A wave of democracy has swept through the Americas in the past decade. These freely elected governments are generally pro-American, with expanding middle classes, a tolerant national religion, and—with the exception of Colombia—their opposition figures usually run for congress instead of blowing things up. Even the Juárez narcos, with their sunglasses and gold machine-gun pendants, seemed benign next to the bellowing Pakistani jihadis longing for combat.

THE LITERAL DEFINITION OF “JIHAD” IS “STRUGGLE.” A Pakistani political scientist told me wistfully that there used to be jihads against illiteracy, deforestation, and corruption before the word was hijacked by extremists to mean “divinely inspired violence.” But even in this context, I learned that the jihad is an elastic concept. The day I arrived in the country, I was sitting in a restaurant when a message flashed on my colleague’s cell phone, which was apparently intended for Muslim users. “Plz avoid KFC, McDonalds, Shell, Pizza Hut, Coke, Pepsi. To enter ur name in jihad against kufar [infidel] plz forward this msg to as many as u can.” Apparently, jihads now include consumer boycotts.

Task objective: Please write down, word for word, the part of the text on democracy and jihad that begins at the words "A wave of democracy" and stops after "longing for combat.".

Records from a collection:
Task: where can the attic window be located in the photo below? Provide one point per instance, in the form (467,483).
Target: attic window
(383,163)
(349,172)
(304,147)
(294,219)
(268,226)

Reply to the task:
A wave of democracy has swept through the Americas in the past decade. These freely elected governments are generally pro-American, with expanding middle classes, a tolerant national religion, and—with the exception of Colombia—their opposition figures usually run for congress instead of blowing things up. Even the Juárez narcos, with their sunglasses and gold machine-gun pendants, seemed benign next to the bellowing Pakistani jihadis longing for combat.